▶ Brief: An exact reproduction of all the entries is the expected answer.

▶ Dataset records:
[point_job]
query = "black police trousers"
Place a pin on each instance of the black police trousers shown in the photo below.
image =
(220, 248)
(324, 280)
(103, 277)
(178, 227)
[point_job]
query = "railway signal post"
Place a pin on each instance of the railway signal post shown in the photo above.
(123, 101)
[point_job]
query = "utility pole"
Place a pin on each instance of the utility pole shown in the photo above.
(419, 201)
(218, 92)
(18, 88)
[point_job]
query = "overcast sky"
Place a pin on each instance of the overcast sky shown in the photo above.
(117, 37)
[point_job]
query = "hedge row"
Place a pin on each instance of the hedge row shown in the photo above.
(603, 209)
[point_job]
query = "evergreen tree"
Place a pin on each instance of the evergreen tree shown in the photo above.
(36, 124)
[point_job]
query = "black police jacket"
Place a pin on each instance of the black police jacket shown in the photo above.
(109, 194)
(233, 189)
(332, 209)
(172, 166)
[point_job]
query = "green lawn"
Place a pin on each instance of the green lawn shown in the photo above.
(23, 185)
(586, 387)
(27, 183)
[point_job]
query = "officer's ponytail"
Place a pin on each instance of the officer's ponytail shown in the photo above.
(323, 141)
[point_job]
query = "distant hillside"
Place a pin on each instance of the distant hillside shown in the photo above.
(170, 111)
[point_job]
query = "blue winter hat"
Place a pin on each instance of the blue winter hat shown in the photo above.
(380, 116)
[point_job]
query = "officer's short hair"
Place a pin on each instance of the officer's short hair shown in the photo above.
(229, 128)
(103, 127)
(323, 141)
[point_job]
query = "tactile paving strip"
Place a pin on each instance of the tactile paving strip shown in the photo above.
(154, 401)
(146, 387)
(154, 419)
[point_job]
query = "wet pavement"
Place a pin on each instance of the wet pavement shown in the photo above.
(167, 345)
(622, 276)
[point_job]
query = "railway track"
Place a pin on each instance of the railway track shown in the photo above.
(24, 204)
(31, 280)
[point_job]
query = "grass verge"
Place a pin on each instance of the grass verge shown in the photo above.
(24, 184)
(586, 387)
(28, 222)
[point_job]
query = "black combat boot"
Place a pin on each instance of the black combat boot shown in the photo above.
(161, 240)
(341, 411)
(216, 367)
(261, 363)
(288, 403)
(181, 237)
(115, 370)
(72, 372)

▶ Output below:
[point_job]
query = "black police trousers"
Place a pin on each instance of the black police trousers shown in the photo below.
image =
(220, 248)
(324, 280)
(103, 277)
(178, 227)
[point_job]
query = "railway signal post"
Place a pin on each instance of the railway signal post shown in the photo above.
(123, 101)
[point_job]
query = "utility pole"
Place a pin on each instance of the utility pole shown in the photo above.
(419, 201)
(218, 92)
(18, 88)
[point_job]
query = "overcast sky"
Place a pin on each instance of the overcast sky shown in the photo above.
(117, 37)
[point_job]
query = "hedge row"
Place a pin on each instance of the hedge row shown in the photo above.
(603, 209)
[point_job]
query = "evergreen tree"
Place a pin on each instance of the evergreen tree shown in the photo above.
(36, 124)
[point_job]
query = "black police jacket"
Place a pin on each instance of the black police jacket shown in the photo above.
(109, 194)
(233, 189)
(332, 209)
(172, 166)
[point_job]
query = "green lawn"
Place a pin on each instance of the green lawn shown in the photo above.
(23, 185)
(586, 387)
(27, 183)
[point_job]
query = "officer's ponytail"
Place a pin on each instance of the officer's ponytail shown in the photo above.
(323, 141)
[point_job]
query = "distant hillside"
Place a pin on each instance of the distant hillside shown in the photo above.
(170, 111)
[point_job]
query = "blue winter hat"
Place a pin on each instance of the blue winter hat shown in the photo above.
(380, 116)
[point_job]
query = "officer's short hair"
Place a pin on each instance of the officer's short hair shown in the photo above.
(229, 128)
(103, 127)
(323, 141)
[point_job]
query = "tactile paving strip"
Place a pin on each instance of the tactile paving strip shown in the photo above.
(154, 401)
(146, 387)
(154, 419)
[point_job]
query = "wet pavement"
Place a pin on each instance of the wet pavement shown in the photo above.
(167, 345)
(622, 276)
[point_job]
query = "railway track"
Place a pin on each instance of the railway track shown in the photo above.
(24, 204)
(31, 280)
[point_job]
query = "grass verge"
Place a pin on each instance of the grass verge shown in the photo above.
(24, 184)
(586, 387)
(28, 222)
[point_job]
query = "black combat boot"
Place a pin on each instance of the black combat boot shown in the photo above.
(161, 240)
(341, 411)
(216, 367)
(261, 363)
(288, 403)
(181, 237)
(115, 370)
(72, 372)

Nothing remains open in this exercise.